_Compito da svolgere_
Per favore, riporta per intero il testo di studio qui sotto, senza alcuna modifica.

_Testo di studio_
——————
Così, c’è tutta una Varsavia che si rianima, a partire dagli archivi – luoghi del desiderio e non solo della ricerca documentale – restituendo momenti perduti e reti di connessione che lanciano i loro fili nel futuro. La trama dei rimandi è fitta e «cuce» insieme topografie ribelli, attraversando i confini cronologici. Sono proprio questi gli «archivi affettivi» presentati dall’artista e «artivista» Zuzanna Hertzberg alla Galleria studio, spazio che si snoda all’interno del Palazzo della Scienza, l’enorme e snello grattacielo sovietico del 1955 (che sorge di fronte alla stazione, edificio iconico della città), salvato dall’abbattimento e oggi prismatico centro culturale.
——————
Dati estratti da una raccolta
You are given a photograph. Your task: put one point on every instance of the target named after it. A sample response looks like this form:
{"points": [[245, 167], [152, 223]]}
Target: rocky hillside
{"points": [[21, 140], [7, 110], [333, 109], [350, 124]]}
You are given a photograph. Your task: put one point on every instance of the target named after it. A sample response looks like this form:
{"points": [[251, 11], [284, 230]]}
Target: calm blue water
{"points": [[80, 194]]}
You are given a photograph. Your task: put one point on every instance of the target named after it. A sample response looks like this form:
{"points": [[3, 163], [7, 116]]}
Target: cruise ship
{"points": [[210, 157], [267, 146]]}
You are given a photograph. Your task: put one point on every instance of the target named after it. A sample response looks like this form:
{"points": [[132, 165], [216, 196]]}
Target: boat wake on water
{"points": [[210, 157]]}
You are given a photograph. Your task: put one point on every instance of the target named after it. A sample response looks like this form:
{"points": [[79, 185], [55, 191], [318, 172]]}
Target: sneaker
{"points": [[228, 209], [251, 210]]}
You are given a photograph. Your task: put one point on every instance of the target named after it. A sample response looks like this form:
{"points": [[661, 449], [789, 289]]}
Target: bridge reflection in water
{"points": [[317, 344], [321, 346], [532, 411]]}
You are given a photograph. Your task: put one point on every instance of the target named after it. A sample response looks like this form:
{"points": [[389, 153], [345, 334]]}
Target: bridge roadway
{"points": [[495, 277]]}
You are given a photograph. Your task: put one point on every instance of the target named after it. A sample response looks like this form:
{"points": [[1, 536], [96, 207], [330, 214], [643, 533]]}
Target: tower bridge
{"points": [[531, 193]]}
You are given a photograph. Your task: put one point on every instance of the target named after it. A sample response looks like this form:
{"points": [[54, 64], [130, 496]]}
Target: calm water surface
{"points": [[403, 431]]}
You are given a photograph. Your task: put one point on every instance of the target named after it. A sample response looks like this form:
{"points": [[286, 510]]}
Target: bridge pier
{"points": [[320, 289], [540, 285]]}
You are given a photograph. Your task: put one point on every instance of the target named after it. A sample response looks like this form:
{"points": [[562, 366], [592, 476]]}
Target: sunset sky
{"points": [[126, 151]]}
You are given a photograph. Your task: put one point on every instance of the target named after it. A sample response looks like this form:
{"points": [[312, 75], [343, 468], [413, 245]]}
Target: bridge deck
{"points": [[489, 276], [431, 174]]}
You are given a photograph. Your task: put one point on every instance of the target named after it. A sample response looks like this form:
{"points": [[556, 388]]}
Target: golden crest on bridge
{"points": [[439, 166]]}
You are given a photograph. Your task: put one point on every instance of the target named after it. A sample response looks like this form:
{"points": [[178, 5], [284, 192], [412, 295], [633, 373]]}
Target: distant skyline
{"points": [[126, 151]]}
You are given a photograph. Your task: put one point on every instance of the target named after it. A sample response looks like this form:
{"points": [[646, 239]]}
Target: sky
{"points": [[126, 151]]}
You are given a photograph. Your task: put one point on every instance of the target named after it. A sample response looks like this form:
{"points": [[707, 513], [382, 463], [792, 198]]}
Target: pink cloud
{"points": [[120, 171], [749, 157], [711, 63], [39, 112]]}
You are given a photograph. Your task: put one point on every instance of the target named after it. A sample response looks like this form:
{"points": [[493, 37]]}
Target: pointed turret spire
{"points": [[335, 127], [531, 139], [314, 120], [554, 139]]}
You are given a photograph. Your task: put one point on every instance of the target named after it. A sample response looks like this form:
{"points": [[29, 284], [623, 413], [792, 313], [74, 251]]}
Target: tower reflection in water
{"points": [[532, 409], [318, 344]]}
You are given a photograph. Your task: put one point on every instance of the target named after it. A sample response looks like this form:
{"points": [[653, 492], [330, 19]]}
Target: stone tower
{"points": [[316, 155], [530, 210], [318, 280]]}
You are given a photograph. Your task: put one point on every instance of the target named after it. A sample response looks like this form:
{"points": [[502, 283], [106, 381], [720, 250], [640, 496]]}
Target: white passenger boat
——————
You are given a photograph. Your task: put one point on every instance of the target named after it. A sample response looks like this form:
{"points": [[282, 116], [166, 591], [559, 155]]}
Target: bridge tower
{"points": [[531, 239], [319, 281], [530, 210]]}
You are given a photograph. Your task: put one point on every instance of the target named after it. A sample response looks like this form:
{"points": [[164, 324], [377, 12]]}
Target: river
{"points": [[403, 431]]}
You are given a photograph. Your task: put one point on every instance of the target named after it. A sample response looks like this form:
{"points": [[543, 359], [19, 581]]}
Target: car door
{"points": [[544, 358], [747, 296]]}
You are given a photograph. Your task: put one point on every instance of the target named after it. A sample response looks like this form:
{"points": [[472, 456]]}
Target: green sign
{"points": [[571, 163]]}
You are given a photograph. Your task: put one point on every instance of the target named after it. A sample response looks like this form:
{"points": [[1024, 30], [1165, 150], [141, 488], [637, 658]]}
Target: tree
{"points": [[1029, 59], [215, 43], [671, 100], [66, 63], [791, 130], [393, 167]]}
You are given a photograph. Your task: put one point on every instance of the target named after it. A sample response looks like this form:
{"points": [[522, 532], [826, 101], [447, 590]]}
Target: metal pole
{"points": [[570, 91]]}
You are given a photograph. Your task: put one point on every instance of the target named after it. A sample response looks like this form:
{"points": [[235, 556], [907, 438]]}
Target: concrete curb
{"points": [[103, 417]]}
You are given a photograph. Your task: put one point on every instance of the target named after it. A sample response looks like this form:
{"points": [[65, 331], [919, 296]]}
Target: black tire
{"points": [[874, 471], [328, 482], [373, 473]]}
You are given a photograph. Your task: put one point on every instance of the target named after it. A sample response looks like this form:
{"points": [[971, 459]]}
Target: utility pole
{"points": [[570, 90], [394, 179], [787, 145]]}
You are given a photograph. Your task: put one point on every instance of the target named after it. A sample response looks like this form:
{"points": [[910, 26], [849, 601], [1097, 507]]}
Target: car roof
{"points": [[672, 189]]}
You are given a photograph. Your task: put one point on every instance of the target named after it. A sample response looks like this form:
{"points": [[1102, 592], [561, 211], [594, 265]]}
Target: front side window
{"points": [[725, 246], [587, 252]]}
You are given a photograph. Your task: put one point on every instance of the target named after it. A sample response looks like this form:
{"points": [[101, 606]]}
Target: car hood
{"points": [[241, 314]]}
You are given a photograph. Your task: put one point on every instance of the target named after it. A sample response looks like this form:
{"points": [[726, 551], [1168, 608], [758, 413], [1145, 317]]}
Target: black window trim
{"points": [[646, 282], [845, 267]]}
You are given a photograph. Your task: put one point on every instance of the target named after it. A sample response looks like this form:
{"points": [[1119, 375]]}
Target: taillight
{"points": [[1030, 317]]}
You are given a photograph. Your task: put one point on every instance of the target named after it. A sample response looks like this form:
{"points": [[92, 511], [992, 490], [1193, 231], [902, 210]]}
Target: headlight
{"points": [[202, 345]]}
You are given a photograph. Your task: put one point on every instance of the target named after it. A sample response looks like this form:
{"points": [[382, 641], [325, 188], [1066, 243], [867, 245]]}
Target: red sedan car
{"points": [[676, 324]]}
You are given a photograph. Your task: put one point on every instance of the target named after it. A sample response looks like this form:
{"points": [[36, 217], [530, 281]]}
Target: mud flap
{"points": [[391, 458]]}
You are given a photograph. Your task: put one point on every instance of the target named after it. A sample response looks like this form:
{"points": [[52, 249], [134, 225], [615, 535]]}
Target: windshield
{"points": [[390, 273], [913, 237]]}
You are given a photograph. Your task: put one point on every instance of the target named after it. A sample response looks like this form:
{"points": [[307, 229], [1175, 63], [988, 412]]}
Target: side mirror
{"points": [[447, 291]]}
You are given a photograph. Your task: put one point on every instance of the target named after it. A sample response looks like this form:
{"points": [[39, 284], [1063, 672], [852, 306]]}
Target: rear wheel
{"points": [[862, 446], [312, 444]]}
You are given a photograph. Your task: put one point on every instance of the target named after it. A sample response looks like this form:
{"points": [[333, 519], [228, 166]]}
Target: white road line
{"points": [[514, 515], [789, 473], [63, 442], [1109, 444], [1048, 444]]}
——————
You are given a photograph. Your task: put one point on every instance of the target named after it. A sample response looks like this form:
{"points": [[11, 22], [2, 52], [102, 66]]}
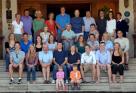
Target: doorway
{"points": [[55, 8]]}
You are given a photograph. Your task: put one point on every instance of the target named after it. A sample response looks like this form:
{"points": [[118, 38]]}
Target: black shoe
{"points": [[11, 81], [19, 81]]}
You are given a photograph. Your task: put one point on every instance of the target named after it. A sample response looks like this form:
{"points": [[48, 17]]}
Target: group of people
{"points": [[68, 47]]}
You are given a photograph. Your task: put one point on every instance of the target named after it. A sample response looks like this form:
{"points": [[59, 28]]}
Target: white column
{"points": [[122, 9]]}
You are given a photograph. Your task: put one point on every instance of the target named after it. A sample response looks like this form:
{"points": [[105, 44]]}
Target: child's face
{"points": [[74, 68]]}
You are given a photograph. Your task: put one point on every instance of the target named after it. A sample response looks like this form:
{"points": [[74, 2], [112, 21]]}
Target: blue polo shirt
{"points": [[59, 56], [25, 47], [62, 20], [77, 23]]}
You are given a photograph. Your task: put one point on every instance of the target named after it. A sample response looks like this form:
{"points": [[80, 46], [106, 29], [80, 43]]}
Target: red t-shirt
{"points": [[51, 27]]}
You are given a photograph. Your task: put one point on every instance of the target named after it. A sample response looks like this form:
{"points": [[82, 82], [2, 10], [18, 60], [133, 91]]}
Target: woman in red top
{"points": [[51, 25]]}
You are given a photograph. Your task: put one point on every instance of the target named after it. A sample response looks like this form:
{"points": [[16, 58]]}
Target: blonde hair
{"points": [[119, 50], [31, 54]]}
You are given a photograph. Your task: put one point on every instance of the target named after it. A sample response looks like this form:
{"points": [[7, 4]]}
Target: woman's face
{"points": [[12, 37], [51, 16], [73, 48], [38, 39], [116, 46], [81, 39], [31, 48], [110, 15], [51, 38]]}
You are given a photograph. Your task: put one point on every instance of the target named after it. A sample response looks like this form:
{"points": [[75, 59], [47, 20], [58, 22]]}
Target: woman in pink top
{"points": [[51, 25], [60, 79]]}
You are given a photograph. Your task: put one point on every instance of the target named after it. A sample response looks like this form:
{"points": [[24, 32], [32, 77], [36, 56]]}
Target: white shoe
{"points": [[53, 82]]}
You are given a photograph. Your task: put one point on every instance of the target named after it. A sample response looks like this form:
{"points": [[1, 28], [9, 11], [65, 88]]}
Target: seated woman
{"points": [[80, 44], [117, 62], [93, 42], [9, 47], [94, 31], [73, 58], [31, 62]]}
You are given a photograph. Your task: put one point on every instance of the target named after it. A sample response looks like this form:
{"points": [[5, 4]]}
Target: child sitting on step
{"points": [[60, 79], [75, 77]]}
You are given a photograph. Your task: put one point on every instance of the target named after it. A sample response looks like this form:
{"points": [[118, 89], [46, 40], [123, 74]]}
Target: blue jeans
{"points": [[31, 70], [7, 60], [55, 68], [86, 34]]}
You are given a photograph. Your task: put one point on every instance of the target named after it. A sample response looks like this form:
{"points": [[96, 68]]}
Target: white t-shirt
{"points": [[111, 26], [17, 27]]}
——————
_Risposta esercizio_
Così, c’è tutta una Varsavia che si rianima, a partire dagli archivi – luoghi del desiderio e non solo della ricerca documentale – restituendo momenti perduti e reti di connessione che lanciano i loro fili nel futuro. La trama dei rimandi è fitta e «cuce» insieme topografie ribelli, attraversando i confini cronologici. Sono proprio questi gli «archivi affettivi» presentati dall’artista e «artivista» Zuzanna Hertzberg alla Galleria studio, spazio che si snoda all’interno del Palazzo della Scienza, l’enorme e snello grattacielo sovietico del 1955 (che sorge di fronte alla stazione, edificio iconico della città), salvato dall’abbattimento e oggi prismatico centro culturale.